▶ _JOB 1_
In the passage on the hermitian adjoint, what do overbars denote?

▶ _READING PASSAGE_
The inhomogeneous terms on the RHS of (31) can be evaluated using expressions for ${\eta }_1$, $u_1$, and ${\mathbf{w}}_{\mathbf{0}}$. Each of these quantities are finite linear combinations of $2\pi$-periodic sinusoids. As a result, the inhomogeneous terms can be rewritten as a finite Fourier series, and (31) becomes

$$\begin{array}{c}\hfill \left({\mathcal{L}}_{0,{\mu }_0}-{\lambda }_0\right){\mathbf{w}}_{\mathbf{1}}=\sum _{j=n-1}^{m+1}{\mathbf{T}}_{\mathbf{1},\mathbf{j}}{e}^{\mathit{ijx}},\end{array}$$

(33)

where ${\mathbf{T}}_{\mathbf{1},\mathbf{j}}$ depend on ${\mu }_0$, $\alpha$, and ${\gamma }_0$; see the file in Data Availability Statement for details.

Remark 6.

Since $m-n=2$, the index $j\in \{n-1,n,1+n,m,m+1\}$. When evaluating the inhomogeneous terms, one finds vector multiples of exp$\left(i\right(1+n\left)x\right)$ and exp$\left(i\right(m-1\left)x\right)$. These vectors are combined to give ${\mathbf{T}}_{\mathbf{1},\mathbf{1}+\mathbf{n}}$.

For (33) to have a solution ${\mathbf{w}}_{\mathbf{1}}$, the inhomogeneous terms must be orthogonal (in the L${}_{\mathrm{per}}^2(-\pi ,\pi )\times {\mathrm{L}}_{\mathrm{per}}^2(-\pi ,\pi )$ sense) to the nullspace of the hermitian adjoint of ${\mathcal{L}}_{0,{\mu }_0}-{\lambda }_0$ by the Fredholm alternative. The hermitian adjoint of ${\mathcal{L}}_{0,{\mu }_0}-{\lambda }_0$ is

$$\begin{array}{c}\hfill {\left({\mathcal{L}}_{0,{\mu }_0}-{\lambda }_0\right)}^{†}=\left(\begin{array}{cc}-\alpha c_0(i{\mu }_0+{\partial }_x)-\overline{{\lambda }_0}& itanh\left(\alpha ({\mu }_0+D)\right)\\ \alpha (i{\mu }_0+{\partial }_x)& -\alpha c_0(i{\mu }_0+{\partial }_x)-\overline{{\lambda }_0}\end{array}\right),\end{array}$$

(34)

where overbars denote complex conjugation. Its nullspace is

$$\begin{array}{c}\hfill \mathrm{Null}\left[{\left({\mathcal{L}}_{0,{\mu }_0}-{\lambda }_0\right)}^{†}\right]=\mathrm{Span}\left[\left(\begin{array}{c}1\\ \frac{\alpha ({\mu }_0+n)}{{\omega }_{\alpha }({\mu }_0+n)}\end{array}\right)e^{inx},\left(\begin{array}{c}1\\ -\frac{\alpha ({\mu }_0+m)}{{\omega }_{\alpha }({\mu }_0+m)}\end{array}\right)e^{imx}\right].\end{array}$$

(35)

▶ _JOB 2_
Reproduce a stretch of the rows word for word: begin at the line that contains "stone monument, which" and stop after the line that contains "pixel 342 139".

▶ _DATA SHOWN_
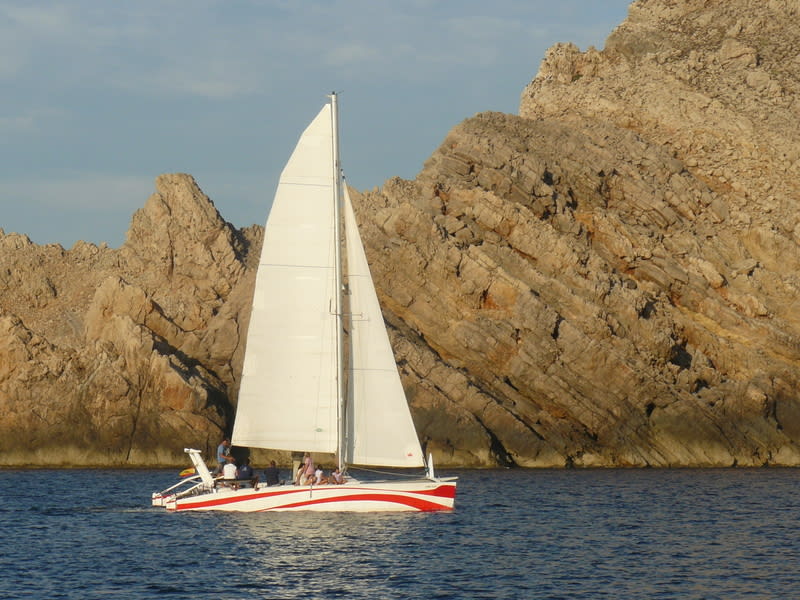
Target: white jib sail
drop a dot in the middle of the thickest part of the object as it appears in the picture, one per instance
(380, 429)
(287, 398)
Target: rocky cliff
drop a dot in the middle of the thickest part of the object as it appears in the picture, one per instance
(608, 278)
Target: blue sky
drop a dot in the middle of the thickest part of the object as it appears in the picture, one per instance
(100, 97)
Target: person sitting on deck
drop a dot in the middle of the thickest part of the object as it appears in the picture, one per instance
(271, 474)
(337, 477)
(319, 476)
(245, 473)
(305, 474)
(229, 474)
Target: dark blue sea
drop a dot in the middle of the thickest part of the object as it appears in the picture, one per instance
(514, 534)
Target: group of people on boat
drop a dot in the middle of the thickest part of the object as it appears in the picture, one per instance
(228, 473)
(308, 474)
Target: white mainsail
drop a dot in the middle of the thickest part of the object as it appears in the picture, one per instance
(288, 395)
(380, 429)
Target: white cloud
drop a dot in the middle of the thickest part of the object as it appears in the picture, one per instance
(85, 193)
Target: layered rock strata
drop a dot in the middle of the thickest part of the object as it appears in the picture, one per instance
(609, 278)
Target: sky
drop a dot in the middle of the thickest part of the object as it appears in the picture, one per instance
(98, 98)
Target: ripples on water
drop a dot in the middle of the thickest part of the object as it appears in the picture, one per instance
(514, 534)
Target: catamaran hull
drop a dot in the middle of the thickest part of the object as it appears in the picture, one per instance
(412, 496)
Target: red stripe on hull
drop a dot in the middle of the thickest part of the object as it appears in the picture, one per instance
(355, 494)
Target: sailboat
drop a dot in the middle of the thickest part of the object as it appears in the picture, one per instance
(319, 373)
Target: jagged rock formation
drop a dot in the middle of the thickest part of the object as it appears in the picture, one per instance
(609, 278)
(126, 356)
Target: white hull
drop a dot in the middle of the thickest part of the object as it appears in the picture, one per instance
(382, 496)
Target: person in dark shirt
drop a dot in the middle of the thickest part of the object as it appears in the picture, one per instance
(271, 474)
(245, 472)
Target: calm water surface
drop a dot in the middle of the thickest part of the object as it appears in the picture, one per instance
(514, 534)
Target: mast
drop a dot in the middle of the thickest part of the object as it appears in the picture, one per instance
(337, 211)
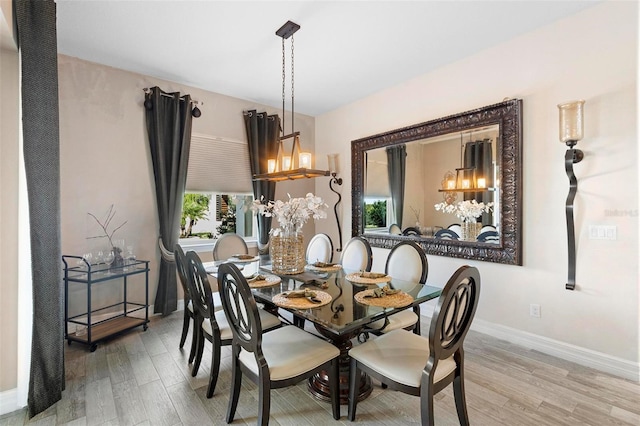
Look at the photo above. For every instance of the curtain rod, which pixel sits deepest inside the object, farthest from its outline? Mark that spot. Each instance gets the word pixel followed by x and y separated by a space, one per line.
pixel 147 90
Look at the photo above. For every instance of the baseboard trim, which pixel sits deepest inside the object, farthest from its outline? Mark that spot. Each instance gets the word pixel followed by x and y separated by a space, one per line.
pixel 9 401
pixel 583 356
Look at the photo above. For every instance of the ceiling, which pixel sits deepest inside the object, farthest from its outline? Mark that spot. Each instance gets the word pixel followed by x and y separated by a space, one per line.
pixel 344 51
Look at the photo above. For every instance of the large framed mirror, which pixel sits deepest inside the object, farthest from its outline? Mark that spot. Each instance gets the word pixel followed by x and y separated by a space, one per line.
pixel 469 164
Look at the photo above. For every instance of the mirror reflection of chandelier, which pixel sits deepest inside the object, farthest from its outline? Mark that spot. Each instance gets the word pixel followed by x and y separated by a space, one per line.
pixel 299 164
pixel 470 176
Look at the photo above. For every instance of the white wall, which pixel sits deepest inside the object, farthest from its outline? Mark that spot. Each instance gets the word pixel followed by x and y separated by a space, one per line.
pixel 105 156
pixel 593 56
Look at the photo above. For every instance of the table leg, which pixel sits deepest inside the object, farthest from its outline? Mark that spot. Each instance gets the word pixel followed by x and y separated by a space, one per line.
pixel 319 383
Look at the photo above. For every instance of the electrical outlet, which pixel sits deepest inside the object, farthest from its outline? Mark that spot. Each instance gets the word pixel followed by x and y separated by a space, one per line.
pixel 534 310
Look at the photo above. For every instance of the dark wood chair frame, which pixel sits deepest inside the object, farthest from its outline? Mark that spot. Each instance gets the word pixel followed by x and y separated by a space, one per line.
pixel 237 300
pixel 202 299
pixel 445 339
pixel 181 267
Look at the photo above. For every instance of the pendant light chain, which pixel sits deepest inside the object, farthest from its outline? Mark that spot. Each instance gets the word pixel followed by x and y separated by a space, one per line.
pixel 292 95
pixel 283 85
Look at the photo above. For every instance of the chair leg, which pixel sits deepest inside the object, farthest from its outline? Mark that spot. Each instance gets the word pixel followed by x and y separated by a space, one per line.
pixel 234 394
pixel 353 386
pixel 461 403
pixel 426 405
pixel 264 400
pixel 215 366
pixel 199 351
pixel 185 327
pixel 334 388
pixel 416 328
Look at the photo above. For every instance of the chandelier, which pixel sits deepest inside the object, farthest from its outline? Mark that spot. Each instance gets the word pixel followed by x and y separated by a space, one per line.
pixel 298 164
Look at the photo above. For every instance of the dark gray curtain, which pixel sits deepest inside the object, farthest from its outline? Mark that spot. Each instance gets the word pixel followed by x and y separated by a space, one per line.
pixel 36 24
pixel 479 155
pixel 396 159
pixel 262 136
pixel 168 118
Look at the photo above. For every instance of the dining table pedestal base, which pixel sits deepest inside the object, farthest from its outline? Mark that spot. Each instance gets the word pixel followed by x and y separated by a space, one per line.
pixel 318 384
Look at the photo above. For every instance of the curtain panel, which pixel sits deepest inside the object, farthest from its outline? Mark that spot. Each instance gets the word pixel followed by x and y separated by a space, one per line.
pixel 168 119
pixel 262 135
pixel 37 40
pixel 396 159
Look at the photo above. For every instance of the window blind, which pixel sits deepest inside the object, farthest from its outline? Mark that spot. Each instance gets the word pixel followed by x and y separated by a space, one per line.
pixel 218 165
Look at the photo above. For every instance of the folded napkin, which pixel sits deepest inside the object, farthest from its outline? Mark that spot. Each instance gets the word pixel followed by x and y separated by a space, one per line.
pixel 323 264
pixel 381 292
pixel 306 293
pixel 243 256
pixel 257 278
pixel 365 274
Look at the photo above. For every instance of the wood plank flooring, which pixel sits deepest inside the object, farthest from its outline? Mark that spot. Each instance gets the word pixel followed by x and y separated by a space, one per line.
pixel 142 378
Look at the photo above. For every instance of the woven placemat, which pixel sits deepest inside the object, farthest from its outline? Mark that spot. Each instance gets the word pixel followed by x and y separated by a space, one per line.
pixel 356 278
pixel 397 300
pixel 243 258
pixel 332 268
pixel 269 281
pixel 301 302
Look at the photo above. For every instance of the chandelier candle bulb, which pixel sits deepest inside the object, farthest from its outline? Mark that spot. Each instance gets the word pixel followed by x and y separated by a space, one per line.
pixel 571 122
pixel 305 160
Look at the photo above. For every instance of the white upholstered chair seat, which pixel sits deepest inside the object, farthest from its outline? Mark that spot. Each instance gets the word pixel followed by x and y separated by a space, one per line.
pixel 267 320
pixel 402 319
pixel 289 352
pixel 401 356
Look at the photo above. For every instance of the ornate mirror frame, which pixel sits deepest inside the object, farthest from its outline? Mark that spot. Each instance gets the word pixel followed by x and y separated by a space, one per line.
pixel 508 115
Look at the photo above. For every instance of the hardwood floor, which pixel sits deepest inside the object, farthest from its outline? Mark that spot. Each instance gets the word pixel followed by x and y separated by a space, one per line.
pixel 142 378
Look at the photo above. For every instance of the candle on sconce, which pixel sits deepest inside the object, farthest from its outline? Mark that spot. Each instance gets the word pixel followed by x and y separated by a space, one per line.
pixel 571 122
pixel 271 165
pixel 305 160
pixel 286 162
pixel 333 163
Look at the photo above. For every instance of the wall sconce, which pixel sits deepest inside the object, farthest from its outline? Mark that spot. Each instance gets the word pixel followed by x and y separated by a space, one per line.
pixel 571 131
pixel 333 170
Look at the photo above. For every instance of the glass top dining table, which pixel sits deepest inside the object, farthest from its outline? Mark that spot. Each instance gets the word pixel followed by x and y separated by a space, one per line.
pixel 343 318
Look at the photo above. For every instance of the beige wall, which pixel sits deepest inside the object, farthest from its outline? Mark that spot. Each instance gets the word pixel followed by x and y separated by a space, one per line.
pixel 105 157
pixel 8 204
pixel 593 56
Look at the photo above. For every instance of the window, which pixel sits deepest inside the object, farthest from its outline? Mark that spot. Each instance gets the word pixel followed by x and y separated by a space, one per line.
pixel 219 169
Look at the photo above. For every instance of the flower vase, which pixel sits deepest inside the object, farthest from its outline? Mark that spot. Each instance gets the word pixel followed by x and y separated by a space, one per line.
pixel 287 252
pixel 470 229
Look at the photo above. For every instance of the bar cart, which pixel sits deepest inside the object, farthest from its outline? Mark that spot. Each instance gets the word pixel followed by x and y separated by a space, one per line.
pixel 96 324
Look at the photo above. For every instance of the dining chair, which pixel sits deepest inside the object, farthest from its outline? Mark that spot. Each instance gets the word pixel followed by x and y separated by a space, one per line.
pixel 423 366
pixel 446 234
pixel 181 267
pixel 357 255
pixel 395 229
pixel 280 358
pixel 228 245
pixel 210 324
pixel 320 249
pixel 406 262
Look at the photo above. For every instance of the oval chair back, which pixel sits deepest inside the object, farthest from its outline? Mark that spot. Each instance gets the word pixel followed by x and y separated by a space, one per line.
pixel 407 262
pixel 320 249
pixel 228 245
pixel 357 255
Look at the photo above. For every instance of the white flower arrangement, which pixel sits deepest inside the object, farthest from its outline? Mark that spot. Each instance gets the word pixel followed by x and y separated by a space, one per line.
pixel 466 210
pixel 292 214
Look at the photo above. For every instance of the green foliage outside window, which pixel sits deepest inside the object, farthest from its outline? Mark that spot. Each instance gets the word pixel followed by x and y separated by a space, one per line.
pixel 194 208
pixel 376 214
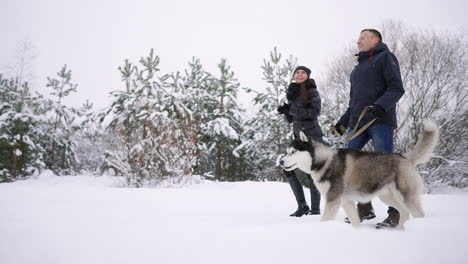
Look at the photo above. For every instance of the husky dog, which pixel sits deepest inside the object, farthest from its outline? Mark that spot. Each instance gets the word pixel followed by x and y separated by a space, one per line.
pixel 344 176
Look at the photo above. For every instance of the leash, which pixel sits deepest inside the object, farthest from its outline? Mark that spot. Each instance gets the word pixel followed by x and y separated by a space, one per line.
pixel 355 133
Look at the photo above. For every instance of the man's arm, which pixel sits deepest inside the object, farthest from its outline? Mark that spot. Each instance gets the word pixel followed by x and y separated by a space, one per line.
pixel 394 85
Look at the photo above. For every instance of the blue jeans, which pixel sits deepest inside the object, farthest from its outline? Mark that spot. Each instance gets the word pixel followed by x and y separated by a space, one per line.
pixel 381 135
pixel 382 139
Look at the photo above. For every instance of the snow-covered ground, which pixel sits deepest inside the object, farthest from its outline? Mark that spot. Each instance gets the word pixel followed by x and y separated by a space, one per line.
pixel 85 219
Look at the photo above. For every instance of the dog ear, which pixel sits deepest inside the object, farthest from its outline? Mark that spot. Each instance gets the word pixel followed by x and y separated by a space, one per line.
pixel 303 137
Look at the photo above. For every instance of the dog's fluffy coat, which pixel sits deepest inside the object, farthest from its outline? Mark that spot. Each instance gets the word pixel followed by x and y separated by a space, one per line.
pixel 344 176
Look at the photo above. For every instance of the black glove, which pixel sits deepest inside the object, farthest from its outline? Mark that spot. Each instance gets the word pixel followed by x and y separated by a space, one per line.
pixel 284 109
pixel 338 129
pixel 376 110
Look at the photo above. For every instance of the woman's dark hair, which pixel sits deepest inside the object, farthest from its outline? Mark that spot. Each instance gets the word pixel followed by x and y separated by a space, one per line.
pixel 375 32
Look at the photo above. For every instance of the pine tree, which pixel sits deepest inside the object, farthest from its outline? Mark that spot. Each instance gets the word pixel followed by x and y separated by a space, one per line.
pixel 90 141
pixel 20 131
pixel 222 132
pixel 58 141
pixel 151 124
pixel 268 132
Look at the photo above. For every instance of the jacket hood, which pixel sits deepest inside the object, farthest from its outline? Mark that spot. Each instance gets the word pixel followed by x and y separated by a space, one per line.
pixel 379 48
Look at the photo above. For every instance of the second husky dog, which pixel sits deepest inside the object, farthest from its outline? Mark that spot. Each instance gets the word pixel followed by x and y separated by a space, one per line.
pixel 344 176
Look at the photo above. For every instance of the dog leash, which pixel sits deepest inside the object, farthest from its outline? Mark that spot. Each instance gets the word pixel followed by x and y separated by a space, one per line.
pixel 355 133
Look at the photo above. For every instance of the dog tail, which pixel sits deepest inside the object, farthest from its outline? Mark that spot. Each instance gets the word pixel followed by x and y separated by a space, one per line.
pixel 425 145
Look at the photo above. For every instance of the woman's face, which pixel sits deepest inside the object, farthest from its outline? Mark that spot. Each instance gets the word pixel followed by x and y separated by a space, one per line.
pixel 300 76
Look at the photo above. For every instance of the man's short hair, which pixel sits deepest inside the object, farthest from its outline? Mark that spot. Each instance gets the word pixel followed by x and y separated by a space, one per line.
pixel 375 32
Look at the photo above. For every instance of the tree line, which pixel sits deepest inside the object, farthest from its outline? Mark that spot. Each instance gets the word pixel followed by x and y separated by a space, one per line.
pixel 189 125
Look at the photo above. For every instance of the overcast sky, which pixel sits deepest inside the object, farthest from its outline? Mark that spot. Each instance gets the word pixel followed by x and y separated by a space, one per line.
pixel 94 37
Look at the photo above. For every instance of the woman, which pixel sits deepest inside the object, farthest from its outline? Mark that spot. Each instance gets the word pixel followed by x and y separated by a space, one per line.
pixel 303 109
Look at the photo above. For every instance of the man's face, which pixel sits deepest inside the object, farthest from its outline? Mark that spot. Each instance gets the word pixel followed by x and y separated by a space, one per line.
pixel 300 76
pixel 367 41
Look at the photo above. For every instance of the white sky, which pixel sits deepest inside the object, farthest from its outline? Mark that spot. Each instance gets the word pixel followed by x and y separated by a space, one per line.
pixel 94 37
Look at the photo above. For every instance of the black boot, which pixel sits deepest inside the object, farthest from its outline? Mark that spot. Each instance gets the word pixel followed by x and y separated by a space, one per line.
pixel 301 210
pixel 365 212
pixel 296 186
pixel 314 198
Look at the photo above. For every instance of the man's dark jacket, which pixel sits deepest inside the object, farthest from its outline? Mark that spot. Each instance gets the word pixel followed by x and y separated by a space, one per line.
pixel 375 80
pixel 305 116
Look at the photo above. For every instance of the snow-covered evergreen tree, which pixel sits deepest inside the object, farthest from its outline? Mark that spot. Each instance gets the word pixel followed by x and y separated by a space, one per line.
pixel 91 141
pixel 60 157
pixel 221 126
pixel 21 153
pixel 152 127
pixel 268 132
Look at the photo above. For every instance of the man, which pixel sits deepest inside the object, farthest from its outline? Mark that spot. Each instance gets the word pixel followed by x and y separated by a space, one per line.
pixel 375 82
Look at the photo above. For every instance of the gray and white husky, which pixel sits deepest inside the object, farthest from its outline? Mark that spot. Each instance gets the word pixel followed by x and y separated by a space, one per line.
pixel 344 176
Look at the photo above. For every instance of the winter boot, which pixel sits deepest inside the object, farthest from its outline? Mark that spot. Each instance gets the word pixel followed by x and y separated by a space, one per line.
pixel 314 198
pixel 392 221
pixel 365 212
pixel 301 210
pixel 296 186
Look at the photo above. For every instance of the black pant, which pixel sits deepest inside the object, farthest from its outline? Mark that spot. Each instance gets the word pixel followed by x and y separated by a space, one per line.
pixel 298 191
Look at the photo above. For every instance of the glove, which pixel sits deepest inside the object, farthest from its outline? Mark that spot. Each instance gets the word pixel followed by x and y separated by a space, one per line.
pixel 338 129
pixel 284 109
pixel 376 110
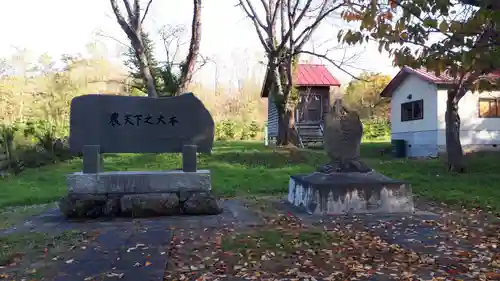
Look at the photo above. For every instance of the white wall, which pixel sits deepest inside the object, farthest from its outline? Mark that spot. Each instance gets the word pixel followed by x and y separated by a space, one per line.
pixel 474 131
pixel 421 135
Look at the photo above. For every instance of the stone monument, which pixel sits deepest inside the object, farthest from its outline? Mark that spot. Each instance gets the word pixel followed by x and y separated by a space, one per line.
pixel 346 184
pixel 126 124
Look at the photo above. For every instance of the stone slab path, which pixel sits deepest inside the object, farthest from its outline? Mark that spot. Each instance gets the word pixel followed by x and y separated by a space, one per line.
pixel 140 249
pixel 125 249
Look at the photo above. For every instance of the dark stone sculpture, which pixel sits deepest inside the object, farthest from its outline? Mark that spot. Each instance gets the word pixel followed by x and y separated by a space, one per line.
pixel 342 139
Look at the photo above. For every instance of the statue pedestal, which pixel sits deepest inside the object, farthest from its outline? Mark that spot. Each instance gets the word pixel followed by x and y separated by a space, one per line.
pixel 354 193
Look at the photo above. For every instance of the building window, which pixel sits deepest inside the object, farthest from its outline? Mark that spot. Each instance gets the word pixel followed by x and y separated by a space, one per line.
pixel 413 110
pixel 489 108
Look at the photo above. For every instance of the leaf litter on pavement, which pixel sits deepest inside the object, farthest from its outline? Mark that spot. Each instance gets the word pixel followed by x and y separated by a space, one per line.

▶ _PROBLEM SOLUTION 1_
Complex conjugation.

▶ _PROBLEM SOLUTION 2_
Look at the photo above. For every instance of the stone monument, which pixel sits deepest inside the object, farthest from its outline? Mark that spot. Each instance gets the word pixel followed by x and y separated by a space, one per line.
pixel 346 184
pixel 126 124
Look at the photo above. For every instance of the stone slab path, which pixel sits deepest inside the object, farthest from its outline? Mark that spot. Each instance gets the word pixel followed by x and y separated by a space, one per line.
pixel 140 249
pixel 125 249
Look at the photo above. For every instance of the dark stone sculpture, which pixel sits deepest inside the object, farthest from its outline? Mark that spot. Each instance gets the word pixel followed by x and y separated by a space, one per line.
pixel 342 139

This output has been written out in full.